:: STUDY QUESTIONS ::
[1] Please rewrite the paragraph of the article on Hanna Boys Center that begins "The options included selling Hanna" as a short list, keeping its main facts.
[2] Name every organization mentioned in the article on Hanna Boys Center.
[3] Answer these questions from the article on Hanna Boys Center:
(a) Who presented the three options to the board?
(b) Which newspaper did a Hanna official tell that the recommendations will be reviewed?
(c) In what document is turning over the closure money to the Diocese outlined?

:: SELECTED EXTRACT ::
^^^^^^^^^^^^^^^^

Diocese urges changes at Hanna Boys Center

The options include selling Hanna and turning over the money from the closure to the Diocese.|

The Diocese of Santa Rosa last month urged Hanna Boys Center executive board members to adopt one of three options for the organization’s future, according to a source close to the board. The Diocese’s recommendations will be reviewed in future meetings, a Hanna official told the Index-Tribune.

Bishop Robert F. Vasa of the Diocese of Santa Rosa, who sits on the board of trustees of Hanna Boys Center, presented the board with three options at its last executive meeting, according to sources familiar with the meeting.

The options included selling Hanna and turning over the money from the closure to the Diocese, which is outlined in Hanna’s articles of incorporation; turn Archbishop Hanna High School into a co-ed school similar to Santa Rosa’s Cardinal Newman; or hire Boys Town, or a similar child-welfare nonprofit, to take over the operations of the center.

^^^^^^^^^^^^^^^^

:: GIVEN INFORMATION ::
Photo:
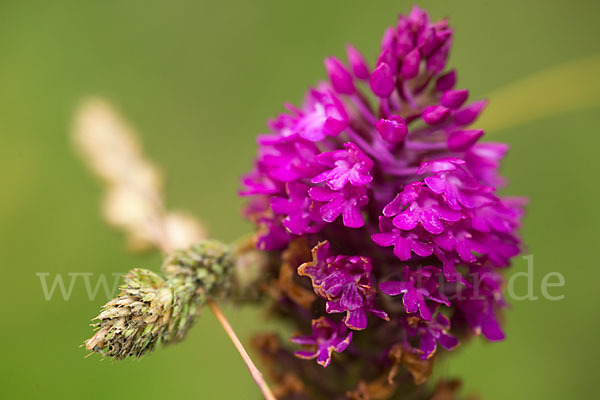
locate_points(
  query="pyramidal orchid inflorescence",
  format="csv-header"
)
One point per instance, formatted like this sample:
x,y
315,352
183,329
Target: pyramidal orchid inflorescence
x,y
383,176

^^^^^^^^^^^^^^^^

:: SOLUTIONS ::
[1]
- Sell Hanna and give the money from the closure to the Diocese, as outlined in Hanna's articles of incorporation.
- Make Archbishop Hanna High School co-ed, similar to Santa Rosa's Cardinal Newman.
- Hire Boys Town or a similar child-welfare nonprofit to take over the center's operations.

[2]
- Diocese of Santa Rosa
- Hanna Boys Center
- Index-Tribune
- Archbishop Hanna High School
- Cardinal Newman
- Boys Town

[3]
(a) Bishop Robert F. Vasa of the Diocese of Santa Rosa
(b) The Index-Tribune
(c) Hanna's articles of incorporation